%%

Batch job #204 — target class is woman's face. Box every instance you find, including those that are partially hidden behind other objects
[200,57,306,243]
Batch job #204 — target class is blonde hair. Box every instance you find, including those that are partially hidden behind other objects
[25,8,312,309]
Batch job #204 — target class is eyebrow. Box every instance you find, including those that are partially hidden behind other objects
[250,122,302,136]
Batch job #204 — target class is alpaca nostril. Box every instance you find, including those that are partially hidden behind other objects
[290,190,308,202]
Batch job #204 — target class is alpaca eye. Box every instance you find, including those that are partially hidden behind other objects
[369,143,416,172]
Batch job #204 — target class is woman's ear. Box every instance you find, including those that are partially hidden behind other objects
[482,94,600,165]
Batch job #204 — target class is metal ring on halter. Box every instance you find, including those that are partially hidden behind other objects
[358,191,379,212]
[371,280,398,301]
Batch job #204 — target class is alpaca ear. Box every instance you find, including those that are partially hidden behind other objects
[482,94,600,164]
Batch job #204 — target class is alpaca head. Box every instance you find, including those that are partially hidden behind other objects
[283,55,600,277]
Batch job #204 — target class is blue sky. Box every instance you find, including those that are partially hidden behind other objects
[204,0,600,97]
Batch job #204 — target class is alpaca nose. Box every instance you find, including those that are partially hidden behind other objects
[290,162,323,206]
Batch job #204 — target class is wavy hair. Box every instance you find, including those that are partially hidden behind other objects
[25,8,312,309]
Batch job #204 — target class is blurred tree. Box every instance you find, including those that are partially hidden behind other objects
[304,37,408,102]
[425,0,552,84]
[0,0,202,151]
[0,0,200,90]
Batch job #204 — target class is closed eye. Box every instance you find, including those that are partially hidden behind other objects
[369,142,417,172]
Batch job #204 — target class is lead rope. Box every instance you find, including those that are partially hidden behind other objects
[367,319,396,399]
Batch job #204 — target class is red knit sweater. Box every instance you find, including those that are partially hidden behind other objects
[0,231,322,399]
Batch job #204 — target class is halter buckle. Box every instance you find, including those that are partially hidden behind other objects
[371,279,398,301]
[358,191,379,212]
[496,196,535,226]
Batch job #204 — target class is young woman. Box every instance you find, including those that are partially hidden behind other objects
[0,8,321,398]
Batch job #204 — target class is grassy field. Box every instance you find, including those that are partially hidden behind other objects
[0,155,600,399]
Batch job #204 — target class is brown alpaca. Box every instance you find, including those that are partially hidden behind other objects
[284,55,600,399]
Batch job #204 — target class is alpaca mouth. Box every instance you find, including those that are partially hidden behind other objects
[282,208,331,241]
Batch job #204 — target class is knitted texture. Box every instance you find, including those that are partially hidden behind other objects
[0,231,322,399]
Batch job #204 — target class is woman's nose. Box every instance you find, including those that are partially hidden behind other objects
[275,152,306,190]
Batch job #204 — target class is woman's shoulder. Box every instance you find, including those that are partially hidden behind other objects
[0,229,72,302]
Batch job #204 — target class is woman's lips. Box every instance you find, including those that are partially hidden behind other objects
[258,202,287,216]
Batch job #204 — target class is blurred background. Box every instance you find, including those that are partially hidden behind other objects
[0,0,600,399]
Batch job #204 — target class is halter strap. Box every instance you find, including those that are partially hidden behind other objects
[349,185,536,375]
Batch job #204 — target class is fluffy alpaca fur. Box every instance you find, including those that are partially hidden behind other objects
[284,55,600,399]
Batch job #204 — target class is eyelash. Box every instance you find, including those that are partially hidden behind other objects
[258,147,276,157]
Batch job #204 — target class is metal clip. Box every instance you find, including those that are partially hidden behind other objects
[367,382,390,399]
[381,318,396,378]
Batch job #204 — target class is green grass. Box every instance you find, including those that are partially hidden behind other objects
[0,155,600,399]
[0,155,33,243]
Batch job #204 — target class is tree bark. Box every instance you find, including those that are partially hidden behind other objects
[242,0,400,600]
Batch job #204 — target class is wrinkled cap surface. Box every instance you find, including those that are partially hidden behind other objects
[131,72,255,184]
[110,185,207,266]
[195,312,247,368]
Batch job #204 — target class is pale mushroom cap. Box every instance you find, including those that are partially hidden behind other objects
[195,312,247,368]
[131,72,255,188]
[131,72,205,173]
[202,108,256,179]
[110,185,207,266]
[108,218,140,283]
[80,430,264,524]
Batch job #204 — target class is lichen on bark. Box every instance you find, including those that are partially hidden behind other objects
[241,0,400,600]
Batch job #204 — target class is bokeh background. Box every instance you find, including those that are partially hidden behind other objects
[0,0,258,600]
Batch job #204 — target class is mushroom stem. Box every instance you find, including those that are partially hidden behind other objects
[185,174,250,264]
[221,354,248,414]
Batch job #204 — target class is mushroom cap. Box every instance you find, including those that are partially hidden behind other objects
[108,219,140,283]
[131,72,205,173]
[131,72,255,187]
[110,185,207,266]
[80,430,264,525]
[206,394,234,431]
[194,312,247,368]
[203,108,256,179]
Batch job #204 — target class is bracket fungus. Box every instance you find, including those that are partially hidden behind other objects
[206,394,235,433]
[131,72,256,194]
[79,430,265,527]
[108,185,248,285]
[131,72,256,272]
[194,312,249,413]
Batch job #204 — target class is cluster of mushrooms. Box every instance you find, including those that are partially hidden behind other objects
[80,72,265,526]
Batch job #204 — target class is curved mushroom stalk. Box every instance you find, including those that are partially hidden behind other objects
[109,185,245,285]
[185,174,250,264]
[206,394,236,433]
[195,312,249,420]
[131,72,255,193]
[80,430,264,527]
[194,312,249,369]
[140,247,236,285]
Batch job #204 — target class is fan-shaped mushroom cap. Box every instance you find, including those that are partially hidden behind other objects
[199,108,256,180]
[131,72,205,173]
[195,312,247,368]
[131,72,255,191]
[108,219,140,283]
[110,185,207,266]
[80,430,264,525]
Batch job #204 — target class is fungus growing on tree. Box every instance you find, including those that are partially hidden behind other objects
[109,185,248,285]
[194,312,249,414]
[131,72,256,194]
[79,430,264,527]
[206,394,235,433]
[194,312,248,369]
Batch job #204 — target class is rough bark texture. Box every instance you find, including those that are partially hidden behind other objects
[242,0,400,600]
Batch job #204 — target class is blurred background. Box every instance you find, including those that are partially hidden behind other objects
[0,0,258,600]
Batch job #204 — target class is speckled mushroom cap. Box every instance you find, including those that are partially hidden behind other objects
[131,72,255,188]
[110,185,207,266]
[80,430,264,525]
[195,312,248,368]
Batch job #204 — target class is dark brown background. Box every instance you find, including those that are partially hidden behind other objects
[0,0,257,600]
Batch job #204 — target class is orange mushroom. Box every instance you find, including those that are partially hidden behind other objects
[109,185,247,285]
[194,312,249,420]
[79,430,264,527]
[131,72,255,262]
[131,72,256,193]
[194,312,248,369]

%%

Can you convert the entries, beginning at the start and stopping after the line that contains "[200,57,306,243]", into a two-column CSV with the header columns instruction and box? Put one row per entry, with each value in a single quoted field and any line breaks replaced by spaces.

◆ **RESULT BELOW**:
instruction,box
"Batch job #204 — target class is woman's face. Box every instance you find, including those that are partially hidden behind other objects","[200,57,306,243]"